**Task goal:**
Reproduce exactly the line in which "written like <point>238,66</point>." occurs and all the lines after it, ending with the last line.

** START Dataset excerpts **

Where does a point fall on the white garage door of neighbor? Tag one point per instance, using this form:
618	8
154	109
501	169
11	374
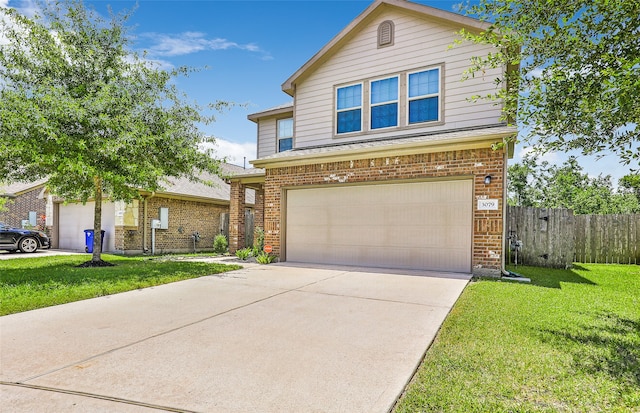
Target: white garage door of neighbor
417	225
75	218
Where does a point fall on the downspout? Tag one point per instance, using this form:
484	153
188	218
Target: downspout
144	222
503	269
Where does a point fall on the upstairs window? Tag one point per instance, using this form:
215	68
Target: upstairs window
385	33
384	103
349	109
424	96
285	134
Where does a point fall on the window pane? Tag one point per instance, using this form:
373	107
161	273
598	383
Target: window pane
384	90
424	83
349	121
285	144
349	97
423	110
285	128
384	116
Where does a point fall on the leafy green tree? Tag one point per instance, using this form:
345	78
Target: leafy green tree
78	107
522	185
573	77
631	184
566	186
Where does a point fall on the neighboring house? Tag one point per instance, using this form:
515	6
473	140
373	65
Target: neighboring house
183	207
26	204
382	159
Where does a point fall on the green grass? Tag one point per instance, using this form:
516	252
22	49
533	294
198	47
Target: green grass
567	342
30	283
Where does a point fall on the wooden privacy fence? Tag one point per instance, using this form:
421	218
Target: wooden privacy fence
556	237
611	239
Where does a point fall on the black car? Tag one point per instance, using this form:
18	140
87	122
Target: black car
25	240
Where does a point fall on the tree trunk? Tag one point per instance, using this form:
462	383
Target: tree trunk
97	220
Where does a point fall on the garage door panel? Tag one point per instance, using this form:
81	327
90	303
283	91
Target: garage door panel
422	225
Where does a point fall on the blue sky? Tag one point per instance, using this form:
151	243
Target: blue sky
250	49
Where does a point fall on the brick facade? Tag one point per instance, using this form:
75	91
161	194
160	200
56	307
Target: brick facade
236	217
487	225
185	218
18	208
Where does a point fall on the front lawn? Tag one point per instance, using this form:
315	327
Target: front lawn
567	342
29	283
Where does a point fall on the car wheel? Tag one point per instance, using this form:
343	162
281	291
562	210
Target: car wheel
28	244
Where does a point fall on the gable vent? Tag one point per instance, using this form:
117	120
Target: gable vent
385	33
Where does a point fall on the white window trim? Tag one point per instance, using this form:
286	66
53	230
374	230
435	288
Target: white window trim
438	95
372	105
278	137
361	107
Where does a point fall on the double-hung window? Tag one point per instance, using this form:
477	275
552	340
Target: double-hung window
384	103
349	109
285	134
424	96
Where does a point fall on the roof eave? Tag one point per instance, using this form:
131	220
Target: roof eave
463	21
400	149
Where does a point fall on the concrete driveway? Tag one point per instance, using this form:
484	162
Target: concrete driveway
277	338
6	255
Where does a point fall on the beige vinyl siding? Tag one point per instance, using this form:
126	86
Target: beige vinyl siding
419	43
267	137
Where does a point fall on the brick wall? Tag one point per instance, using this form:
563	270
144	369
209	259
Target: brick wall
185	218
18	208
487	225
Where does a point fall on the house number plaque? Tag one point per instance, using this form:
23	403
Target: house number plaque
487	204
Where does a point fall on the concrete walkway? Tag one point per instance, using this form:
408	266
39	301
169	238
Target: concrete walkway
277	338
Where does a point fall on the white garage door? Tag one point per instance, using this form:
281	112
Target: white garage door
75	218
418	225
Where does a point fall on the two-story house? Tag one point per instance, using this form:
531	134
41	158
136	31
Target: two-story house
382	159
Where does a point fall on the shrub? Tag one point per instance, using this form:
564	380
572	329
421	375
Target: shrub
220	244
265	258
244	253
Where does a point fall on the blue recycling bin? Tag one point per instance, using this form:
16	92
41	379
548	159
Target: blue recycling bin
88	240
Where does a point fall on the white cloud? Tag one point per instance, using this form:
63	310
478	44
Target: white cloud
236	153
192	42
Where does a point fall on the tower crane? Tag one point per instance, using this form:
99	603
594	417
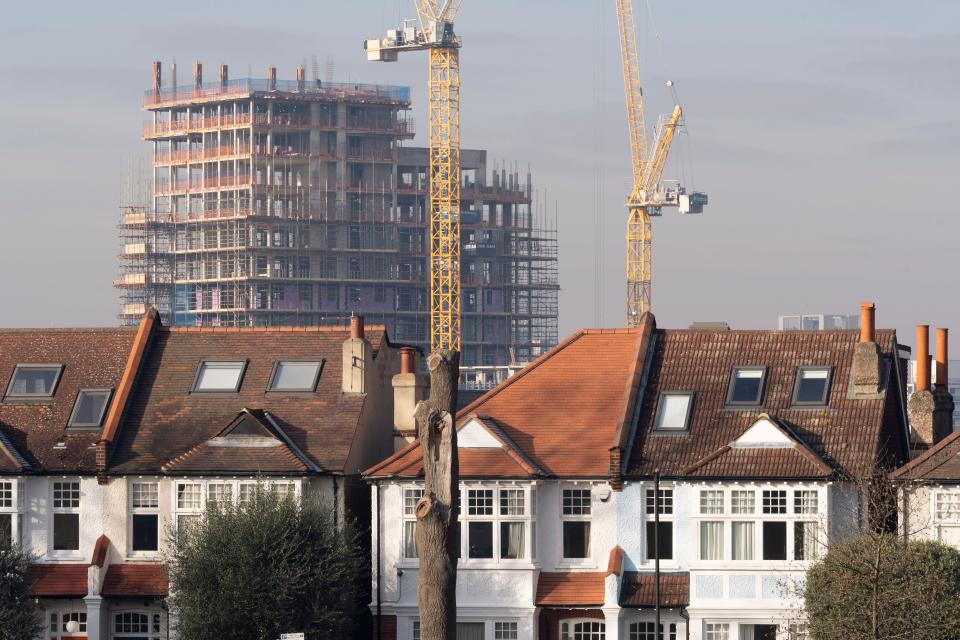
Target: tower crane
435	34
647	196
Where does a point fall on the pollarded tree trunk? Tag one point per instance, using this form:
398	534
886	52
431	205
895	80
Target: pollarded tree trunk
437	509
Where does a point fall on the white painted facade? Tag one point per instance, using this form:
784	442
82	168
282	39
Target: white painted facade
745	545
108	509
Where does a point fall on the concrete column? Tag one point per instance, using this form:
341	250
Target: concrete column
98	627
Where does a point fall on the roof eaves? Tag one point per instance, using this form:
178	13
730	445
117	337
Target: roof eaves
926	456
7	447
111	426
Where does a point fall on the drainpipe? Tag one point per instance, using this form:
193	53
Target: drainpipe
336	505
656	547
379	565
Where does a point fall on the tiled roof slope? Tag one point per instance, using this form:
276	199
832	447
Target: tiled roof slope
92	358
136	579
638	590
165	420
850	434
58	580
940	463
562	411
570	589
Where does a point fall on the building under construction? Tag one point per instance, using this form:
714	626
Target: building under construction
296	203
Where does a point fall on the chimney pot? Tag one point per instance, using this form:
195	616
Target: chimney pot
943	378
356	327
407	360
923	357
867	319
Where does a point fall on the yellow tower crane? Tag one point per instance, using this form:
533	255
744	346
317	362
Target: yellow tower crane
647	197
435	33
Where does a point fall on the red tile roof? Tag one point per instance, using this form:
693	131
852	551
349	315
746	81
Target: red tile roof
562	413
637	590
941	462
849	433
92	358
166	421
142	580
570	589
59	580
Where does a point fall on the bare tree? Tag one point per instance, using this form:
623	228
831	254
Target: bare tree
437	509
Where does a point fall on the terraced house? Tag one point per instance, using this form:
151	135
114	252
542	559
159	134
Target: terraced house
752	436
110	439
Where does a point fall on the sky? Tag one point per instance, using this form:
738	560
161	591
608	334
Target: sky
826	134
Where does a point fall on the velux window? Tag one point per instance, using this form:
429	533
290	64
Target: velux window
812	386
673	413
89	408
295	376
746	385
33	381
219	376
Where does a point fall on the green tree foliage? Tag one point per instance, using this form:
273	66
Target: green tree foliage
875	586
19	616
269	566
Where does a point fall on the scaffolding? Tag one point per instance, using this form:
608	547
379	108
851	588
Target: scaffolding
296	203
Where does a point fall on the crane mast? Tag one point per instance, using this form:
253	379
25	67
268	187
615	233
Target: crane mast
647	165
436	35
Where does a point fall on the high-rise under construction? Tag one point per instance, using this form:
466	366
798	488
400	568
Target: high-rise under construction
296	203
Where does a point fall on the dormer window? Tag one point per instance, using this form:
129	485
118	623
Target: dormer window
217	376
673	412
812	386
89	408
295	376
746	386
33	381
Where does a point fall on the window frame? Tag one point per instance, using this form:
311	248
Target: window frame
244	363
664	503
71	422
14	508
141	510
9	396
661	403
61	510
577	517
285	390
738	404
824	400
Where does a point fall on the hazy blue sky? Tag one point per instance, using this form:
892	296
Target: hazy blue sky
826	134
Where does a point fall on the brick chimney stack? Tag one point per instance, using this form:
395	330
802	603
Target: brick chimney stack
408	389
866	355
357	361
930	412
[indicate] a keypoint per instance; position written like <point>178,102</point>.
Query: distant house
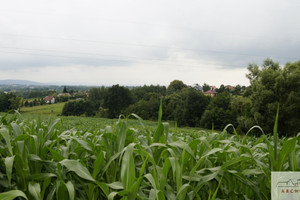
<point>49,99</point>
<point>197,87</point>
<point>288,183</point>
<point>210,93</point>
<point>64,94</point>
<point>229,87</point>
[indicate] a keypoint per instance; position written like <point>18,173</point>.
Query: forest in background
<point>271,87</point>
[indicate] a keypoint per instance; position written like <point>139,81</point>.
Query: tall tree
<point>176,86</point>
<point>117,99</point>
<point>271,86</point>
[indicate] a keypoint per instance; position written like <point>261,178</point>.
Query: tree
<point>219,113</point>
<point>9,102</point>
<point>117,99</point>
<point>96,95</point>
<point>176,86</point>
<point>195,104</point>
<point>272,86</point>
<point>205,87</point>
<point>65,89</point>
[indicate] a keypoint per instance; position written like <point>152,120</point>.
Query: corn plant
<point>44,160</point>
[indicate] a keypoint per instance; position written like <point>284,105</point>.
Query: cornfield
<point>41,160</point>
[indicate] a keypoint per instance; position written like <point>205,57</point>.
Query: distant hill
<point>19,82</point>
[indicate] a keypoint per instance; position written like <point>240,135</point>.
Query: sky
<point>137,42</point>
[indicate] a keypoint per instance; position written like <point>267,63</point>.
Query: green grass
<point>47,109</point>
<point>92,158</point>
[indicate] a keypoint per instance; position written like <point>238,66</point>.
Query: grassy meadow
<point>46,157</point>
<point>47,109</point>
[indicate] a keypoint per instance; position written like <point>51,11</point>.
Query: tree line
<point>271,86</point>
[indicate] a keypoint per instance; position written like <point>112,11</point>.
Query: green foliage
<point>47,160</point>
<point>176,86</point>
<point>219,113</point>
<point>116,100</point>
<point>97,95</point>
<point>271,85</point>
<point>78,108</point>
<point>205,87</point>
<point>9,102</point>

** END Dataset excerpts **

**Exercise response:**
[indicate] a keypoint per instance; position written like <point>238,66</point>.
Query: grassy meadow
<point>46,157</point>
<point>47,109</point>
[indicate] a keypoint per instance; position written like <point>51,11</point>.
Query: tree line
<point>271,86</point>
[indicate] a keypoint per instance; position written like <point>112,11</point>.
Query: green foliage
<point>47,160</point>
<point>176,86</point>
<point>219,113</point>
<point>116,100</point>
<point>97,95</point>
<point>271,85</point>
<point>78,108</point>
<point>205,87</point>
<point>9,102</point>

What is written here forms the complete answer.